Dead 27’s and Elise Testone Pay Tribute to the Music of Hendrix

The Dead 27s and Elise Testone
The Pour House, Nov. 27 (first set)

After only a few songs at their celebration of Jimi Hendrix’s 70th birthday at the Pour House, it was clear that the Dead 27’s had done their homework. The rhythm section, with drummer Daniel Crider and bassist Oliver Goldstein, was 100 percent on point. Singer Trey Francis’ smooth voice turned on the power when it was needed. And, most importantly, guitarist Wallace Mullinax was the undisputed star of the show. But they weren’t just a tight band playing Hendrix songs; they were serious students of the Hendrix Experience’s distinct sound.

On “Easy Rider,” Mullinax’s guitar tone was well aligned with Hendrix’s famously strange tones, as it was all night. It changed appropriately with each song. Mullinax didn’t sound like a polished guitarist covering a Hendrix lick; he captured most of the almost sloppy, mindboggling weirdness that Hendrix seemed to pull out of thin air — the intensely different sound that helped make Hendrix the legend he was. The Hendrix style also the reason we’re still celebrating his birthday 42 years after he died, and it’s the reason why phenomenal guitarists like Mullinax spend years studying his Jimi-ness.

Francis’ soulful voice seemed made for Band of Gypsys drummer Buddy Miles’ “Them Changes,” a concert staple that Miles sang back in the day. But on the next track, the classic “Manic Depression,” Francis was up to the task of growling through one of Hendrix’s most up-tempo, hard-hitting vocal performances. The song’s fast pace was also an opportunity for Crider to show off his ability to keep an extremely complicated beat and make it look easy and stylish.

During his dozens of solos through the night, including on “Hey Joe” and “Spanish Castle Magic,” I overheard members of the packed crowd exclaim to each other, “Oh my god, Wallace is such a badass!” His fingers moved with blazing speed across the fretboard. But any asshole can play fast; what was far most impressive was Mullinax’s remarkable calmness. That he could play at such speed with a complete musical understanding of exactly what he was doing from millisecond to millisecond was astounding.

After a long instrumental break, Mullinax brought down the house with a distorted-note-for-distorted-note replication of Hendrix’s classic “Star Spangled Banner.” After the patriotic earthquake, he welcomed special guest singer Elise Testone (his former bandmate with the Freeloaders) to the stage. It was the recent American Idol finalist’s first appearance back in town since her star turn on national television. Ironically, Testone will sing the national anthem that Mullinax just shredded through before the MLS Cup on Sat. Dec. 1 in Los Angeles.

**SET EXERCISE 1**
According to the concert review, who played drums for the Dead 27's?
The concert review and the records are unrelated to each other.

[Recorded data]
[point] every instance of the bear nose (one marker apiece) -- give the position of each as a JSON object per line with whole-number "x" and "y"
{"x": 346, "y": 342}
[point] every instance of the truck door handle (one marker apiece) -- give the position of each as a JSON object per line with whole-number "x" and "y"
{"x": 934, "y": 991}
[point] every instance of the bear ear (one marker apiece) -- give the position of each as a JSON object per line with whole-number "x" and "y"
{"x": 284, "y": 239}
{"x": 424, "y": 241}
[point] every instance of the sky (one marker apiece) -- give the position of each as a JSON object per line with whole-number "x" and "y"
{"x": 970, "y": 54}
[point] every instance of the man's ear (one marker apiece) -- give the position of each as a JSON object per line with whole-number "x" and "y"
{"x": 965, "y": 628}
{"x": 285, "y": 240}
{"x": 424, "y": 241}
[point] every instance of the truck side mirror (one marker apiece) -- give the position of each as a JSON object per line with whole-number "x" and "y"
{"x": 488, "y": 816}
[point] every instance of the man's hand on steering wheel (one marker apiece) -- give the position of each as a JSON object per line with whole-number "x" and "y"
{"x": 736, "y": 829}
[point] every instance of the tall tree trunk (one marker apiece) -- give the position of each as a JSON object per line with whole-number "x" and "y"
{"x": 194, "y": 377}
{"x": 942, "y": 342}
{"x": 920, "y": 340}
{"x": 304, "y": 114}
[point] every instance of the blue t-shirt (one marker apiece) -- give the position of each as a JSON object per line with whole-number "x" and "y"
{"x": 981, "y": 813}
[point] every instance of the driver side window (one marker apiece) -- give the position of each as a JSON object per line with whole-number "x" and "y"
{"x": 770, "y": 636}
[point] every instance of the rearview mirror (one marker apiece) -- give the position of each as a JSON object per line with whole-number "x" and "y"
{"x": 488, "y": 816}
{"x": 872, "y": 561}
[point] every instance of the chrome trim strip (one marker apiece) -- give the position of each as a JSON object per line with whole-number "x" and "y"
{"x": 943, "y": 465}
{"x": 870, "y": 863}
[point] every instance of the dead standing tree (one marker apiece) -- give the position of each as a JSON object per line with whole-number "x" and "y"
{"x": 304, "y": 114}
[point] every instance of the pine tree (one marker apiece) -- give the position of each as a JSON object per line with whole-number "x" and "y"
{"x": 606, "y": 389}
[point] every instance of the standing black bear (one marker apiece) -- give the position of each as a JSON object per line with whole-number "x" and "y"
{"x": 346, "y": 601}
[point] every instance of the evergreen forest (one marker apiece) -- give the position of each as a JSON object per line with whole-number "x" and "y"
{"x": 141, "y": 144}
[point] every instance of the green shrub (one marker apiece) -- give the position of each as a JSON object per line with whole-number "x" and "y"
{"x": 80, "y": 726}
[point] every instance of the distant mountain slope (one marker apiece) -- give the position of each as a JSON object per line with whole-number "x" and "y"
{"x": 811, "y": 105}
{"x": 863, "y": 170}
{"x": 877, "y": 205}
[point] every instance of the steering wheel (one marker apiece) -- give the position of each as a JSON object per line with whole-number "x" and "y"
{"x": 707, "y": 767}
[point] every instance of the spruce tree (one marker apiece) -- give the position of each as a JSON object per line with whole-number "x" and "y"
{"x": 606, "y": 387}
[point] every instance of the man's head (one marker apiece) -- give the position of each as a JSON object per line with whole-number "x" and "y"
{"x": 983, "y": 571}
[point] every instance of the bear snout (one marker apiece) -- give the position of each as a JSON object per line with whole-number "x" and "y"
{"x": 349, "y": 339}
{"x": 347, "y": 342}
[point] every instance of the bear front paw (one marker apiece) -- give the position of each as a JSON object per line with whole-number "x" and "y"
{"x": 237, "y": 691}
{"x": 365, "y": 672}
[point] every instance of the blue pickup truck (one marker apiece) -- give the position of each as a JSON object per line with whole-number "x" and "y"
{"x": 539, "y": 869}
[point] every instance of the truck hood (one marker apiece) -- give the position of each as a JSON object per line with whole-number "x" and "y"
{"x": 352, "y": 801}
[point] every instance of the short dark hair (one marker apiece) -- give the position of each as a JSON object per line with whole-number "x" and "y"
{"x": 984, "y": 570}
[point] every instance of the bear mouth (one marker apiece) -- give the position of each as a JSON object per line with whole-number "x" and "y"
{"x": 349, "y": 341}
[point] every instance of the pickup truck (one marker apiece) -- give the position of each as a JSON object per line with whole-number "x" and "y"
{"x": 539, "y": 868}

**SET EXERCISE 2**
Collect every line of the records that contains the word "steering".

**CORRECT OUTPUT 1**
Daniel Crider

**CORRECT OUTPUT 2**
[point] every instance of the man's hand on steering wheel (one marker apiece) -- give the position of each as a JSON object per line with whole-number "x" and "y"
[point] every instance of the steering wheel (one marker apiece) -- give the position of each as a JSON object per line with whole-number "x" and "y"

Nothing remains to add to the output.